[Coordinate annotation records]

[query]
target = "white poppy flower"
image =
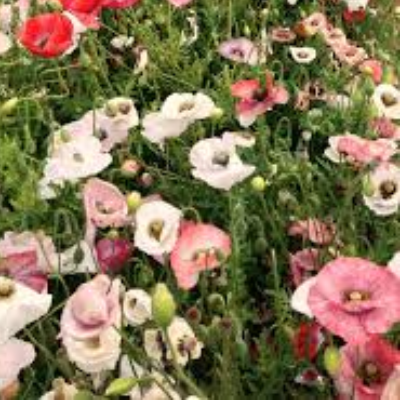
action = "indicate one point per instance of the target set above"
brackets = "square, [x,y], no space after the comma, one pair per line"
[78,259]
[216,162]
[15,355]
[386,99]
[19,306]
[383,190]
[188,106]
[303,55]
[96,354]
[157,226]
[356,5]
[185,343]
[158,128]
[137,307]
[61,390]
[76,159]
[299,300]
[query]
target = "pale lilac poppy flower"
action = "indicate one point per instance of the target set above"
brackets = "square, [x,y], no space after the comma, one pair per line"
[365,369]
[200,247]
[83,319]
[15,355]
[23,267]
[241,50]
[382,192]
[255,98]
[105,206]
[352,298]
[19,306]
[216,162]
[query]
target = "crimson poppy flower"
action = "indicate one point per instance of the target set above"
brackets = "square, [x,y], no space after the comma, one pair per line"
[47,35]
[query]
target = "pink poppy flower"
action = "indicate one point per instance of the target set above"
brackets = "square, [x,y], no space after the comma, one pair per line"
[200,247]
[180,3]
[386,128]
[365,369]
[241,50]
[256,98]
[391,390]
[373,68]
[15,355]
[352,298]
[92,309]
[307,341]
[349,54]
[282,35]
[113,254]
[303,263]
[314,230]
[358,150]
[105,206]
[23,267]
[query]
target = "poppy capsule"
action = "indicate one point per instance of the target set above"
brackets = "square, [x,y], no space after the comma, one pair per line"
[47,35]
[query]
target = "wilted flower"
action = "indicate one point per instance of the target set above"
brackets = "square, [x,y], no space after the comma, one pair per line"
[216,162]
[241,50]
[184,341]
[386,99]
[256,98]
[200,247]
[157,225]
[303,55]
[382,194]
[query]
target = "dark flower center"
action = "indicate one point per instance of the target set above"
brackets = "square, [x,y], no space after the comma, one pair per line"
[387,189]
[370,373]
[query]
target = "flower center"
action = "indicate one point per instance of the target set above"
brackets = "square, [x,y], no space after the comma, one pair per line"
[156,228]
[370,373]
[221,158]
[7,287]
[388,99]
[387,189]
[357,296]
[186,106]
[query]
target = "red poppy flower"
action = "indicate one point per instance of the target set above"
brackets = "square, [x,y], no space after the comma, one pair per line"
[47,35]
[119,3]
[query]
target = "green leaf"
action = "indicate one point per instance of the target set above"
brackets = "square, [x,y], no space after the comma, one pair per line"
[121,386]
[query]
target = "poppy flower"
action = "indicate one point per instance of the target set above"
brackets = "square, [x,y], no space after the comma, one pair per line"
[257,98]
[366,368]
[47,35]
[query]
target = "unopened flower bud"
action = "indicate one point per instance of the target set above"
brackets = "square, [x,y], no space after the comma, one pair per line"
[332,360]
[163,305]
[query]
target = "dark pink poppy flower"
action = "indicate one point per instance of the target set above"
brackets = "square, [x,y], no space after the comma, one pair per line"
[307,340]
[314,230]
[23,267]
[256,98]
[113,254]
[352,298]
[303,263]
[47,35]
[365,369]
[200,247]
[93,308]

GIVEN TASK:
List every line of the data above that contains the word "pink", copying each one in full.

EXERCISE RESULT:
target = "pink poppy flower"
target = "dark pink poppy flower"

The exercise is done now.